Problem to solve:
Using the interview below, list every subject it says each of the two novels it names is about, grouped by novel.

The universe of this book feels nearly infinite, as though you had access to everything you could ever need in order to create Jack and Cole's journey through this fantastic world. Were you helped along at all because conspiracy is largely a mixture of fact and fiction?
Yes! Exactly. What I loved about the process of writing The Great Forgetting was the research it allowed me to do in the world of conspiracy theories. Every new weird and wonderful thing Jack and his friends stumble across during their adventures is inspired by real stories and events. There is nothing stranger than the real world. It's not necessary to create something new.
For example, have you ever bothered to take a look at that tube of toothpaste sitting on your bathroom sink? There's a poison control warning on there because of the fluoride, man. If you accidentally swallow it, you're supposed to call poison control. If it's that dangerous, why are we drinking fluoridated water? Why are we bathing in it? We forget about the conspiracies all around us because we want to feel safe.
You're also a journalist and seem to have a taste for the weird, unexplained and macabre. What does fiction afford you that journalism and nonfiction do not?
An ending. The real world has no closure. It is existential. The cold cases never get solved. The UFO sighting is never explained. But a good fiction story can have a conclusion, and that's cathartic for me.
How does this book differ from The Man from Primrose Lane?
They exist in the same world--and begin in the same region of Northeast Ohio--but the characters never overlap in this one. The Man from Primrose Lane was about love, loss and time travel. The Great Forgetting is about love, memory and conspiracy theories.
This book has something for everyone. How much fun did you have writing it?

Record list:
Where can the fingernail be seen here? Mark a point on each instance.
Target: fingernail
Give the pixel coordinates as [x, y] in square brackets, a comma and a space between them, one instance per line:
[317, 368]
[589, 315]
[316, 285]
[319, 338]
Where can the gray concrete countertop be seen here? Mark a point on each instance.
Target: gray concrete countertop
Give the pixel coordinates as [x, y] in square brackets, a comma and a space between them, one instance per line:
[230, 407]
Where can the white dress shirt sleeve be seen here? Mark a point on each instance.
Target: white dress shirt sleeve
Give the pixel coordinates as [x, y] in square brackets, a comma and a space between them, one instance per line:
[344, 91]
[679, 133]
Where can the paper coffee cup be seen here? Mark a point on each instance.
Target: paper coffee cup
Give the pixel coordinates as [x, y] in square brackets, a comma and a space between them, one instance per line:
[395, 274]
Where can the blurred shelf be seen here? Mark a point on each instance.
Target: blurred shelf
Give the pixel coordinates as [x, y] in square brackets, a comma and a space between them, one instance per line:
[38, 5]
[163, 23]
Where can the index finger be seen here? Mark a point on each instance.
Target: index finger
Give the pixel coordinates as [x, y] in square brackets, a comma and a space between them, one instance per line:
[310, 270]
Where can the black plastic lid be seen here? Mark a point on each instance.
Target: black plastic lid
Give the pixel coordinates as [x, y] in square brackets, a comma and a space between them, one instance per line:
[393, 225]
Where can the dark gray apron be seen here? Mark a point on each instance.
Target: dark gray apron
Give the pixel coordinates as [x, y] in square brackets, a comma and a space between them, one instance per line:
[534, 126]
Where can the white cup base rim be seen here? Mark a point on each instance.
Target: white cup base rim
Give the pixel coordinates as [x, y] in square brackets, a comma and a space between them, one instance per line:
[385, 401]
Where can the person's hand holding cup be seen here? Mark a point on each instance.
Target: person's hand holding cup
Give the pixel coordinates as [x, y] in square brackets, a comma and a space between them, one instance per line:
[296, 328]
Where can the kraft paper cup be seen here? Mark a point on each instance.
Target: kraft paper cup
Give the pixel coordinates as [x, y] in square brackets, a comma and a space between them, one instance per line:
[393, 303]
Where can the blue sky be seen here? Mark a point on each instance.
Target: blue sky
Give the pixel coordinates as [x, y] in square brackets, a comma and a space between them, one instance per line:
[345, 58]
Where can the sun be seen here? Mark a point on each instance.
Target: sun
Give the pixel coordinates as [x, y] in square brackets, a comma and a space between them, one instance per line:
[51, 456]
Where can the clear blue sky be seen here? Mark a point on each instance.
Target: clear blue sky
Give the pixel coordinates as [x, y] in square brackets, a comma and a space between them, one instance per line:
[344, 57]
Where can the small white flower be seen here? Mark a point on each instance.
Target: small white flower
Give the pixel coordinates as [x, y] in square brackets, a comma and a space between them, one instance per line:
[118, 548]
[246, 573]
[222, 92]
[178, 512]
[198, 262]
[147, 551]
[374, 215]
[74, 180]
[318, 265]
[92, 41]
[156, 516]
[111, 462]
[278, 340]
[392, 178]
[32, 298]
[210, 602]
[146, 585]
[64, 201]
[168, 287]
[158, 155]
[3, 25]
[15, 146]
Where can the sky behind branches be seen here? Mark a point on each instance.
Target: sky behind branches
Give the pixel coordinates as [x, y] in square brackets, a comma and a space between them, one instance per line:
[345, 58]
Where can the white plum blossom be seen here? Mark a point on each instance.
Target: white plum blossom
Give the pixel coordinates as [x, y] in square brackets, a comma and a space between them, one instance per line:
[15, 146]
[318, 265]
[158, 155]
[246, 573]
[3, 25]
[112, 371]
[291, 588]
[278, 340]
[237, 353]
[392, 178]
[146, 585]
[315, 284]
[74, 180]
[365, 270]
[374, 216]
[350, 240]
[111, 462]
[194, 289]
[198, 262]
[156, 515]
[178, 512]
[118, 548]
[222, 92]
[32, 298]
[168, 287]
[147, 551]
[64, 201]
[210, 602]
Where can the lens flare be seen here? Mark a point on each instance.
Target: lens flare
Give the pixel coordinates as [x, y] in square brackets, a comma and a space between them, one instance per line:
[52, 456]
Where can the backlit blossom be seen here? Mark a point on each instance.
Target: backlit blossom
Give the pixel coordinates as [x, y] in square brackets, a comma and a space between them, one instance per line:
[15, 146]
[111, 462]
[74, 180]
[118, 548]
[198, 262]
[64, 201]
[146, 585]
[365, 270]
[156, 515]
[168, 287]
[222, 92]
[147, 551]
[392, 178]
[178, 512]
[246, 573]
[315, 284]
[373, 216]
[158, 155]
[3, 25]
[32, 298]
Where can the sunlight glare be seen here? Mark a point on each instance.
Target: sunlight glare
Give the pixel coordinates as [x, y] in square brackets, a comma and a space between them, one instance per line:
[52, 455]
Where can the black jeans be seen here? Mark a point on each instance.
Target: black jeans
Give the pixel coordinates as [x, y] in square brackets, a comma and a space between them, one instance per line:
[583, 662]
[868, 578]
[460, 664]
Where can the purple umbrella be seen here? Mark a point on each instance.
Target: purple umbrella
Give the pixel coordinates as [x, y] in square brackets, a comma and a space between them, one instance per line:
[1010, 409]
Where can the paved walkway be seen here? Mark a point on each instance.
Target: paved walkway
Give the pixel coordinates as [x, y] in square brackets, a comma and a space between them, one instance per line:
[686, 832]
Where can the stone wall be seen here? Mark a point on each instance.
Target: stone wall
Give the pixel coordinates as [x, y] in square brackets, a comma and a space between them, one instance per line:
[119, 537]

Solved exercise:
The Man from Primrose Lane: love, loss, time travel
The Great Forgetting: love, memory, conspiracy theories